_Task objective_
Return the line containing "Your task is to find leafy" and every line after it through the end of the entries below, with no other lines.

Start of Block

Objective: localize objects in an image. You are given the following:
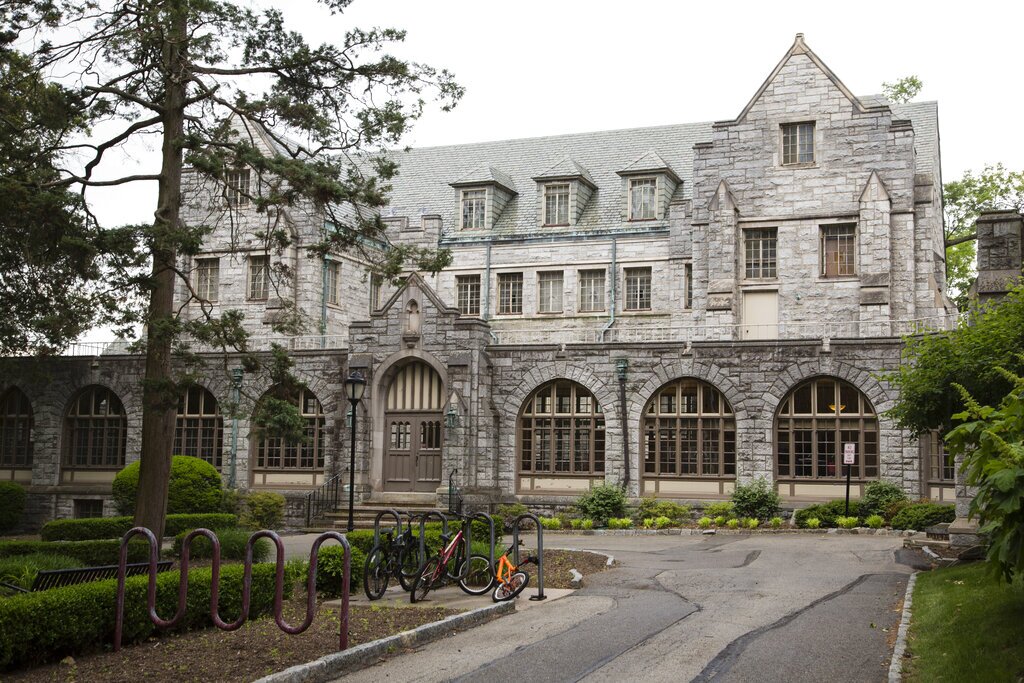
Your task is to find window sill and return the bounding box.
[627,218,657,223]
[542,223,570,228]
[536,311,564,316]
[817,276,859,283]
[780,162,817,169]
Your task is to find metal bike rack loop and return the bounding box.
[417,509,450,566]
[372,508,404,547]
[463,511,497,574]
[511,512,546,601]
[114,527,351,651]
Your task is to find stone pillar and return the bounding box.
[705,180,739,331]
[857,172,893,333]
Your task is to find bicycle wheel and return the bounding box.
[410,556,442,603]
[363,546,390,600]
[492,571,529,602]
[457,554,495,596]
[397,545,421,592]
[445,539,468,582]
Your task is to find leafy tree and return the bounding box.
[6,0,462,539]
[882,75,923,104]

End of Block

_Solved problem_
Your task is to find leafy tree and return the bounding box.
[6,0,462,539]
[882,75,923,104]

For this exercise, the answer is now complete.